# [Kutipan Sumber]
---
![]() |
Oleh : Taufik Syarboini |
Dalam
dunia kampus menurut penulis mahasiswa
terbagi dalam 3 kelompok, yaitu aktivis, akademis, dan romantic. Namun tidak perlu penulis jelaskan apa perbedaan
ketiganya, penulis hanya akan menyoroti salah satu yang dianggap substansial,
adalah mahasiswa aktivis. Menjadi aktivis mahasiswa merupakan suatu hal yang
sangat mendukung intelektualitas seorang mahasiswa. Disitu
akan mendapatkan banyak pengalaman yang mungkin dibangku kuliah tidak pernah
kita cicipi dengan puas. organisasi adalah laboratorium terbuka, kita mau
belajar apa saja ada disana.
Menurut Kamus Besar Bahasa
Indonesia (Balai Pustaka,2002), pengertian aktivis adalah individu atau
sekelompok orang (terutama anggota politik, sosial, buruh, petani, pemuda,
mahasiswa, perempuan) yang bekerja aktif mendorong pelaksanaan sesuatu atau
berbagai kegiatan di organisasinya. Dari pengertian tersebut dapat kita tarik kesimpulan bahwa
aktivis merupakan orang yang bergerak untuk melakukan sebuah perubahan dan
memiliki wadah sebagai alat untuk mencapai tujuan perubahan tersebut.
Bagi sebagian orang ketika mendengar kata aktivis, imajinasi yang muncul dalam
benaknya adalah aktivis merupakan sosok orang yang kritis, idealis, lama lulus
kuliah, urakan, jarang mandi, prestasi akademiknya kurang, jarang kuliah dan
kerjaannya demo dan bicara politik melulu.
Namun, jika kita pikirkan lebih lanjut, muncul
sebuah pertanyaan yakni apakah setiap orang yang memilih jadi aktivis pasti
identik dengan hal-hal di atas ?. Bukankah banyak aktivis yang memiliki banyak
prestasi, mandiri, bertanggumg jawab, menyelesaikan studi tepat waktu dengan
nilai yang memuaskan, berpenampilan rapi dan tetap tidak kehilangan
identitasnya sebagai seorang aktivis. Artinya, beberapa aktivis yang
berpenampilan urakan, jarang kuliah, prestasi akademiknya kurang dan lama lulus
adalah sebuah pilihan pribadi dan bukan sebagai konsekuensi logis menjadi
seorang aktivis. Dalam hal ini perlu kita seksama dengan jeli membedakan
hakikat sebagai seorang aktivis dengan cara seorang individu memilih cara
berperilaku.
Kalau mengenai cara
berperilaku yang tidak baik itu jangankan ketika seseorang terlibat dalam
organisasi mahasiswa dan menjadi aktivis mahasiswa, jika tidak berorganisasipun
bisa jadi dia berperilaku negatif tersebut. Perilaku-perilaku aktivis yang
demikian dalam ini sangat disayangkan, harusnya dengan menjadi aktivis semua
terdongkrak menjadi lebih baik. Ketika para aktivis mahasiswa dikampus yang
memiliki rekam jejak perilaku yang tidak baik menjadi contoh buat
mahasiswa-mahasiswa yang lain maka coba kita bayangkan bagaimana mereka akan
beranggapan negatif tentang aktivis mahasiswa.
---
# [Soal Tugas 1]
Ulangi dengan tepat bagian artikel tentang aktivis mahasiswa yang diawali kata-kata "Bagi sebagian orang" dan diakhiri "bicara politik melulu.".
Teks di atas dan catatan yang menyusul merupakan bahan yang terpisah satu sama lain.
---
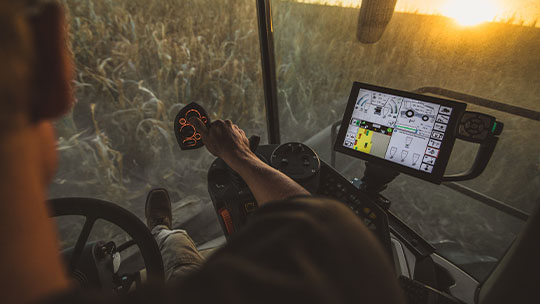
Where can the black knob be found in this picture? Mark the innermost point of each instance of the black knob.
(187, 131)
(254, 141)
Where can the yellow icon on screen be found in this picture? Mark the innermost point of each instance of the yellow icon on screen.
(363, 141)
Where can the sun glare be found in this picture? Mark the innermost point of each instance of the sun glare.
(470, 12)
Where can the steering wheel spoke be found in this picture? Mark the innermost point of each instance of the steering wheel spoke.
(94, 209)
(81, 242)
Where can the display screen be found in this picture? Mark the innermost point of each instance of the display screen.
(404, 130)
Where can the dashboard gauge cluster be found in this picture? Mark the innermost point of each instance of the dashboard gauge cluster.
(234, 202)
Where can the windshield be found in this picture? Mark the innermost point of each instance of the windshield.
---
# [Soal Tugas 2]
Tuliskan ulang bagian catatan dari baris yang memuat "Where can the yellow" sampai baris terakhir catatan, termasuk kedua ujungnya, dengan mengganti "windshield" menjadi "windscreen" tanpa perubahan lain. Sajikan hanya baris-baris tersebut.

# [Jawaban 1]
Bagi sebagian orang ketika mendengar kata aktivis, imajinasi yang muncul dalam
benaknya adalah aktivis merupakan sosok orang yang kritis, idealis, lama lulus
kuliah, urakan, jarang mandi, prestasi akademiknya kurang, jarang kuliah dan
kerjaannya demo dan bicara politik melulu.

# [Jawaban 2]
Where can the yellow icon on screen be found in this picture? Mark the innermost point of each instance of the yellow icon on screen.
(363, 141)
Where can the sun glare be found in this picture? Mark the innermost point of each instance of the sun glare.
(470, 12)
Where can the steering wheel spoke be found in this picture? Mark the innermost point of each instance of the steering wheel spoke.
(94, 209)
(81, 242)
Where can the display screen be found in this picture? Mark the innermost point of each instance of the display screen.
(404, 130)
Where can the dashboard gauge cluster be found in this picture? Mark the innermost point of each instance of the dashboard gauge cluster.
(234, 202)
Where can the windscreen be found in this picture? Mark the innermost point of each instance of the windscreen.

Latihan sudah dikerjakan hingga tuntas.